• [Exercise brief]: Swap "comma" for "semicolon" throughout the stretch of the listing below from the line containing "of the nose" through the line containing "x=655, y=351", and write out only those lines with nothing else altered.

Data in this exercise start

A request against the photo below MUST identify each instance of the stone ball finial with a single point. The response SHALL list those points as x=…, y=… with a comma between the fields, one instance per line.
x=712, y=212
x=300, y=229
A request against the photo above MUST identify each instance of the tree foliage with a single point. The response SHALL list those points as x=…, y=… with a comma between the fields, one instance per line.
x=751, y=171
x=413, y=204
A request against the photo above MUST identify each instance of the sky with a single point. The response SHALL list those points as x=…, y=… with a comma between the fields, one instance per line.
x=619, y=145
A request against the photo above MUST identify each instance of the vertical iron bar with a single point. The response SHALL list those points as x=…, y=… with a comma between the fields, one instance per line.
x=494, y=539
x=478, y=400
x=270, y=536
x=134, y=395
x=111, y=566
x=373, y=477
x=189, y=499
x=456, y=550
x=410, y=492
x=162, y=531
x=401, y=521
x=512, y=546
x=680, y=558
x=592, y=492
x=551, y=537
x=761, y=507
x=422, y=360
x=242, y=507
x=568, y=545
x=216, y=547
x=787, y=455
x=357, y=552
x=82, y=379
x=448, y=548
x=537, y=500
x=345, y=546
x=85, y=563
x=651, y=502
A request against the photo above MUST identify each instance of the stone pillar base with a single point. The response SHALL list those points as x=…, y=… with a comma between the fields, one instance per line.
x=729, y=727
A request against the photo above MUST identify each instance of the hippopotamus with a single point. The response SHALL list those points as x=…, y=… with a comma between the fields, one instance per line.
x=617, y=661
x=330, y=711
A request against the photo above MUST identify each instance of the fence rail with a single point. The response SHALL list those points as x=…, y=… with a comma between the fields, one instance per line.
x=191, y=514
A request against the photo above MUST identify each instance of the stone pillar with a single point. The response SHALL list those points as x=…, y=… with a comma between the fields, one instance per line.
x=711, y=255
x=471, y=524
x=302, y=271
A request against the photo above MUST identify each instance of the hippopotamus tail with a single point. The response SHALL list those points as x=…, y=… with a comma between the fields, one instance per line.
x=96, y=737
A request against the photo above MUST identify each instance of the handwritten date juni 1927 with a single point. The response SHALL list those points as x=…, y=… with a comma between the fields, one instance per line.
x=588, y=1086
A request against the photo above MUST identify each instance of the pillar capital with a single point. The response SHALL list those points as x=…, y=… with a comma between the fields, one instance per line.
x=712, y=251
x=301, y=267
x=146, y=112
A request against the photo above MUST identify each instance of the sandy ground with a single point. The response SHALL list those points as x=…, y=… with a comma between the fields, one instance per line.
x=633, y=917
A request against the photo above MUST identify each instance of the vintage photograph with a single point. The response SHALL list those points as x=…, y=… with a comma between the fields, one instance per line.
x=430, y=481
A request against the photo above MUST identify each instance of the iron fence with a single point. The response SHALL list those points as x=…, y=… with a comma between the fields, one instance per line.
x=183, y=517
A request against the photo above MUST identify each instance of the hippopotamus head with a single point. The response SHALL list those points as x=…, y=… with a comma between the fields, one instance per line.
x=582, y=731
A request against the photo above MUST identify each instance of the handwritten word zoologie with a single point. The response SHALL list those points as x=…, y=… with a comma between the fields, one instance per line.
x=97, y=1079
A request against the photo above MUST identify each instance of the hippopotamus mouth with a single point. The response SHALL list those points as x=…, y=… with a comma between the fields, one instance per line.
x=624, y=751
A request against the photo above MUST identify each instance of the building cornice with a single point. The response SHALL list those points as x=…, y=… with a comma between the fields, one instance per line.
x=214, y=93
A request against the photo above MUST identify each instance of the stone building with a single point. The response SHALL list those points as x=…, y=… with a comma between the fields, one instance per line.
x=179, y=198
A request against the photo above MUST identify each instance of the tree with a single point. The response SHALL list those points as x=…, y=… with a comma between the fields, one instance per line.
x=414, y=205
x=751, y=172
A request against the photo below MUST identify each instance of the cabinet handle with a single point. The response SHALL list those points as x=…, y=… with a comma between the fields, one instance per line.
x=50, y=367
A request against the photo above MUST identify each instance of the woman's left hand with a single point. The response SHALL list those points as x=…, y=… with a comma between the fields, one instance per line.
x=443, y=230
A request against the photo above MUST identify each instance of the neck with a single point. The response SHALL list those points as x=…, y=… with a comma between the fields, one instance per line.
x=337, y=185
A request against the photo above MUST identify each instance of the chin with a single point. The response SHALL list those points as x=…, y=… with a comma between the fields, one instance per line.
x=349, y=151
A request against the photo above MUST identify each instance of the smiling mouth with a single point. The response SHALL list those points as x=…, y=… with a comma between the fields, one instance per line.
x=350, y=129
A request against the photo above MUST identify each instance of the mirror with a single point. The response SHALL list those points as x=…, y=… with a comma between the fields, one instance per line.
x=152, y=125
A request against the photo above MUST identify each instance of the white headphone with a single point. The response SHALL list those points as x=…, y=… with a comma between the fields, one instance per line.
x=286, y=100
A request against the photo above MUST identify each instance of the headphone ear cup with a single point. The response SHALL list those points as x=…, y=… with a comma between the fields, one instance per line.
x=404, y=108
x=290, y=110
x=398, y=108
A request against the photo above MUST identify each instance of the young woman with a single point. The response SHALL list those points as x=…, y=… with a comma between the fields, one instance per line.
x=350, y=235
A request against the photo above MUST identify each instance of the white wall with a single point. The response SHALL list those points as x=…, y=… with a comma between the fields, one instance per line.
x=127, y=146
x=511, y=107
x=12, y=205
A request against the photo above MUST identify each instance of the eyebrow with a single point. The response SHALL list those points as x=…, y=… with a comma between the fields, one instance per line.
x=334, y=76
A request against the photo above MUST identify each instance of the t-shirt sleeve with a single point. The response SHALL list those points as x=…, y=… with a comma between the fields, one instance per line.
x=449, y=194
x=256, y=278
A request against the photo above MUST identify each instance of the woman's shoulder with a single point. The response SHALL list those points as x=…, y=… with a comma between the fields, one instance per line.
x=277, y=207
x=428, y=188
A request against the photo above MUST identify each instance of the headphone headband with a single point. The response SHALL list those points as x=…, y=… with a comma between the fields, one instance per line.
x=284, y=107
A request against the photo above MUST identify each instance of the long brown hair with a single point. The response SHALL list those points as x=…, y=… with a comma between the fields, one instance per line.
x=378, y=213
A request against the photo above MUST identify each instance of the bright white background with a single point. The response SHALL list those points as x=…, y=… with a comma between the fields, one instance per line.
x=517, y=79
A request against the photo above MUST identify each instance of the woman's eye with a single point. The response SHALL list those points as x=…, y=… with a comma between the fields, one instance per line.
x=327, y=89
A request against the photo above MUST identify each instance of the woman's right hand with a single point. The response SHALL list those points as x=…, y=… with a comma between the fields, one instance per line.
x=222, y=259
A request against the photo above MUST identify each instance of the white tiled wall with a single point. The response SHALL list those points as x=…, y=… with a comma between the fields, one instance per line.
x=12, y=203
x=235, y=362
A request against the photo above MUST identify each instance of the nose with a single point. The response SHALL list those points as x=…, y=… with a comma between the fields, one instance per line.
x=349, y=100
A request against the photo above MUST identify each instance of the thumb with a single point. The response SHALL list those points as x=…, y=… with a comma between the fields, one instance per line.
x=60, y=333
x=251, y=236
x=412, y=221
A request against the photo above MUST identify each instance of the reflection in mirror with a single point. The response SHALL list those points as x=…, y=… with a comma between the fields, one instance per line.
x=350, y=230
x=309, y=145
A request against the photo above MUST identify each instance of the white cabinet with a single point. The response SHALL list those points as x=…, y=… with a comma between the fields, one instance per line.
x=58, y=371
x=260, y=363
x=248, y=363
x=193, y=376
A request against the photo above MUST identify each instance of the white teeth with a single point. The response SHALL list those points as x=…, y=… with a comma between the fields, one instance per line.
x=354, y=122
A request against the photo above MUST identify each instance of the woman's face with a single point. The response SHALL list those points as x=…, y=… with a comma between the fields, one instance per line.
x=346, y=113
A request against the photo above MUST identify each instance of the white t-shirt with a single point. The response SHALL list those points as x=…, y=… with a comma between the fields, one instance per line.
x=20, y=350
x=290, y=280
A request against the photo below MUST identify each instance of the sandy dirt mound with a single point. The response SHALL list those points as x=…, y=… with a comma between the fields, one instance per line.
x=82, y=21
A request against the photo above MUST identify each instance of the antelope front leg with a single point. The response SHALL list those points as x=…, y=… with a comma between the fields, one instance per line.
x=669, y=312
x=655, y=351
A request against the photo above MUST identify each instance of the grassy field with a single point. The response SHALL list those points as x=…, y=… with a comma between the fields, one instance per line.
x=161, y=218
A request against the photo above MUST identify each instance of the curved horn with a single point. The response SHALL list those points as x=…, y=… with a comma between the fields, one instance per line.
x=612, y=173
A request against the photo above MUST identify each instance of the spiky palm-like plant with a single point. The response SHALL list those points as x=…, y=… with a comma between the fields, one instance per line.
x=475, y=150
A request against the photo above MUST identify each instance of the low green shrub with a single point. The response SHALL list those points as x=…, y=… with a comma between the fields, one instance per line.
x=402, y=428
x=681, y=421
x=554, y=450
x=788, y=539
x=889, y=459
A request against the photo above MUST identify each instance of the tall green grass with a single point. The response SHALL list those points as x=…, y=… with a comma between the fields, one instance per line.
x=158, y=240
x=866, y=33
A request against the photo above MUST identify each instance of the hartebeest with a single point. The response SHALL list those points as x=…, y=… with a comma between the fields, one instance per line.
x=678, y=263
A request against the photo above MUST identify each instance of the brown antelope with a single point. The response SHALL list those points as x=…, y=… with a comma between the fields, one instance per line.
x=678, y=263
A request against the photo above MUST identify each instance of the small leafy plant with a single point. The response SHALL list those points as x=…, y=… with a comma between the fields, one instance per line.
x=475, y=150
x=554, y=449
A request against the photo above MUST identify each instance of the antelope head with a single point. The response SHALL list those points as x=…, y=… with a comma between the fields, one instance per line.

Data in this exercise end

• [Response for this exercise]:
A request against the photo above MUST identify each instance of the nose with a single point. The response SHALL list those points as x=…, y=… with a semicolon between the fields, one instance per line.
x=349, y=100
A request against the photo above MUST identify each instance of the thumb with a single point. The response SHALL list those points as x=…, y=… with a semicolon between the fields, one instance per line.
x=60, y=333
x=251, y=236
x=412, y=221
A request against the photo above MUST identify each instance of the reflection in mirror with a single point. The response SHALL list those points as x=…, y=… with a semicolon between the fields, one instance per line.
x=350, y=230
x=309, y=145
A request against the photo above MUST identify each instance of the white cabinet with a single point. The response SHALL list those points as x=…, y=… with a semicolon between the fields, one instance per line.
x=58, y=371
x=260, y=363
x=248, y=363
x=193, y=376
A request against the photo above MUST identify each instance of the white teeth with a single point. The response SHALL list those points as x=…, y=… with a semicolon between the fields, one instance per line.
x=354, y=122
A request against the photo above MUST identify each instance of the woman's face with a single point. The response SHALL list those points as x=…, y=… with a semicolon between the fields, one instance per line.
x=346, y=113
A request against the photo above MUST identify each instance of the white t-shirt with a single point. The response SHALL list those points as x=…, y=… with a semicolon between the fields, one instance per line.
x=20, y=350
x=290, y=280
A request against the photo below MUST identify each instance of the sandy dirt mound with a single point. The response SHALL list those points as x=…, y=… with a semicolon between the fields, one instance per line.
x=82, y=21
A request against the photo above MUST identify each instance of the antelope front leg with a single point. The response SHALL list those points as x=…, y=… with a semicolon between the fields, one instance per line.
x=669, y=312
x=655, y=351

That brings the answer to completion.